Using the passage below on Pepsi's entry into the Indian market, mark each statement yes or no and quote the text's words that settle it.
1. Pepsi was able to import cola into India.
2. Low demand for soft drinks was the company's biggest problem.
3. Pepsi promised more factory jobs for Indian citizens.

» Selected extract:
'''

Some of Pepsi's problems when entering the Indian market include the unavailability of cola in India, a vital ingredient in their products that they could not import. Pepsi also suffered political disadvantages that led to terrorism cases, affecting their business. The company's biggest problem was the low demand for soft drinks caused by a lack of awareness. This caused the company to record a minimum profit in India.
Pepsi used smart strategies to sell themselves to the Indian Government. They promised to increase employment in their factories for Indian citizens. The company also promised to revive and improve the agricultural sector, which is India's main economic activity. This also included introducing and facilitating the export of agricultural products. I agree that the most significant factor responsible for the acceptance of Pepsi's proposal by the regulatory authorities was the projection of its operation as the solution to many of Punjab's problems because they made commitments to improve the welfare of Punjab. Pepsi's strategy committed to developing areas around its operations and contributing to agriculture development, which is one of Punjab's main priorities.

'''

Records from a data collection

'''

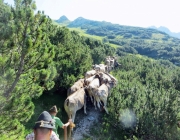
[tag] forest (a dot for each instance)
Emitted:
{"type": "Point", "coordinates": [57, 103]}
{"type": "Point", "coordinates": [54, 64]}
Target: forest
{"type": "Point", "coordinates": [135, 40]}
{"type": "Point", "coordinates": [39, 58]}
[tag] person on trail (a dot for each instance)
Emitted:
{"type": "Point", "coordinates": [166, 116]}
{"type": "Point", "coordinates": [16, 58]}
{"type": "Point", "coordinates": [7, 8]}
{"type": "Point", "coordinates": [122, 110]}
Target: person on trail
{"type": "Point", "coordinates": [58, 123]}
{"type": "Point", "coordinates": [43, 128]}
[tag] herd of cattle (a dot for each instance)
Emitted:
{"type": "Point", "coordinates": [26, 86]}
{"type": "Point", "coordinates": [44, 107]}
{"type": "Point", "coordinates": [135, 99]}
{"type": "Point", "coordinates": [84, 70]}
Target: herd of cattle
{"type": "Point", "coordinates": [97, 83]}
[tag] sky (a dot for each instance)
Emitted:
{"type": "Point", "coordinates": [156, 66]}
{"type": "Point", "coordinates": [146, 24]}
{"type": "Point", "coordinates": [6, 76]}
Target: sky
{"type": "Point", "coordinates": [141, 13]}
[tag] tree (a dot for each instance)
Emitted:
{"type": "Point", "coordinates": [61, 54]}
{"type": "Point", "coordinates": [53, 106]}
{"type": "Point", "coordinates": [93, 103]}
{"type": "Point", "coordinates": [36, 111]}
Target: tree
{"type": "Point", "coordinates": [26, 64]}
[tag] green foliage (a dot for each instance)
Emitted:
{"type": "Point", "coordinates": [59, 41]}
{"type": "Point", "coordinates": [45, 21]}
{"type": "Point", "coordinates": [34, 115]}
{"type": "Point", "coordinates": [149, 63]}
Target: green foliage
{"type": "Point", "coordinates": [26, 70]}
{"type": "Point", "coordinates": [144, 104]}
{"type": "Point", "coordinates": [149, 42]}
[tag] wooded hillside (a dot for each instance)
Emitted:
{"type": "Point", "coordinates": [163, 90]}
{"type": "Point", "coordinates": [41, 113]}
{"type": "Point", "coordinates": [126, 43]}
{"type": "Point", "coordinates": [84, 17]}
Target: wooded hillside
{"type": "Point", "coordinates": [37, 56]}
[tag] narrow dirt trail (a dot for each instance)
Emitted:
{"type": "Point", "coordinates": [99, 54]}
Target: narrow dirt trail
{"type": "Point", "coordinates": [85, 122]}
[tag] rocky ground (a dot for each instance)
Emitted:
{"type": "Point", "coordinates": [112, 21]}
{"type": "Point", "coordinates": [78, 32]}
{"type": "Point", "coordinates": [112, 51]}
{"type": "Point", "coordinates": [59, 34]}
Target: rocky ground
{"type": "Point", "coordinates": [85, 122]}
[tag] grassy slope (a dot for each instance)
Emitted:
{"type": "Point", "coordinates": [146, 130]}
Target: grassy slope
{"type": "Point", "coordinates": [83, 33]}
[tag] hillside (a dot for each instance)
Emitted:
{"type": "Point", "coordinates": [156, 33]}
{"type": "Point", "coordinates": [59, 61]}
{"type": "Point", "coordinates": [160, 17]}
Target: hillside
{"type": "Point", "coordinates": [136, 40]}
{"type": "Point", "coordinates": [166, 30]}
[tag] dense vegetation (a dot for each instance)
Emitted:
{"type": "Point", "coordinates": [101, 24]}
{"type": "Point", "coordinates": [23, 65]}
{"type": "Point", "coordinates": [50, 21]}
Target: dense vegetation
{"type": "Point", "coordinates": [145, 103]}
{"type": "Point", "coordinates": [144, 41]}
{"type": "Point", "coordinates": [35, 57]}
{"type": "Point", "coordinates": [39, 57]}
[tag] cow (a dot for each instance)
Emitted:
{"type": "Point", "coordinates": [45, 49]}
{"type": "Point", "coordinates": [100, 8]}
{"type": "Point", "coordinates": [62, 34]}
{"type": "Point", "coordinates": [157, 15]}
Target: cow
{"type": "Point", "coordinates": [89, 80]}
{"type": "Point", "coordinates": [93, 85]}
{"type": "Point", "coordinates": [102, 93]}
{"type": "Point", "coordinates": [112, 63]}
{"type": "Point", "coordinates": [77, 85]}
{"type": "Point", "coordinates": [89, 73]}
{"type": "Point", "coordinates": [100, 68]}
{"type": "Point", "coordinates": [112, 78]}
{"type": "Point", "coordinates": [104, 77]}
{"type": "Point", "coordinates": [107, 62]}
{"type": "Point", "coordinates": [74, 102]}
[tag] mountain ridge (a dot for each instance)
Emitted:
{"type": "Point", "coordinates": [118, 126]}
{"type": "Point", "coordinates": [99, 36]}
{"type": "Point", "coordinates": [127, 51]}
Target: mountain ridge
{"type": "Point", "coordinates": [166, 30]}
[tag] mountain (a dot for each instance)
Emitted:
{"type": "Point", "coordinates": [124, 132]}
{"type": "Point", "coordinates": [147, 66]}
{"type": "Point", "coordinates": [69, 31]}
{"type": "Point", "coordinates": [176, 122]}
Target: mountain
{"type": "Point", "coordinates": [63, 20]}
{"type": "Point", "coordinates": [166, 30]}
{"type": "Point", "coordinates": [150, 42]}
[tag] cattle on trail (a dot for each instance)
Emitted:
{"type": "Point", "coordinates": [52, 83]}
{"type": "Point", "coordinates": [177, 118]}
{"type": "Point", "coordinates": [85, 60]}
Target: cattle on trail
{"type": "Point", "coordinates": [93, 85]}
{"type": "Point", "coordinates": [100, 68]}
{"type": "Point", "coordinates": [90, 73]}
{"type": "Point", "coordinates": [111, 63]}
{"type": "Point", "coordinates": [112, 78]}
{"type": "Point", "coordinates": [74, 102]}
{"type": "Point", "coordinates": [104, 77]}
{"type": "Point", "coordinates": [77, 85]}
{"type": "Point", "coordinates": [89, 80]}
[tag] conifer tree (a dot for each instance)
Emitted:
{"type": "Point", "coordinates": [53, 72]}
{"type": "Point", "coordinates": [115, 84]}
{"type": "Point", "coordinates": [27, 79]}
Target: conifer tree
{"type": "Point", "coordinates": [26, 64]}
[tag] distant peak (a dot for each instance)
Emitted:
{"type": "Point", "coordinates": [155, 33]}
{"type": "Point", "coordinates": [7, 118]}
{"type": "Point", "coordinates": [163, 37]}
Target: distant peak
{"type": "Point", "coordinates": [63, 19]}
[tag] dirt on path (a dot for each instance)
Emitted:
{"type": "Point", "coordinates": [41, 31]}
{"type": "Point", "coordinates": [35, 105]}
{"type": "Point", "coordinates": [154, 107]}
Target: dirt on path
{"type": "Point", "coordinates": [85, 122]}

'''

» Task result:
1. No: "the unavailability of cola in India, a vital ingredient in their products that they could not import"
2. Yes: "The company's biggest problem was the low demand for soft drinks caused by a lack of awareness."
3. Yes: "They promised to increase employment in their factories for Indian citizens."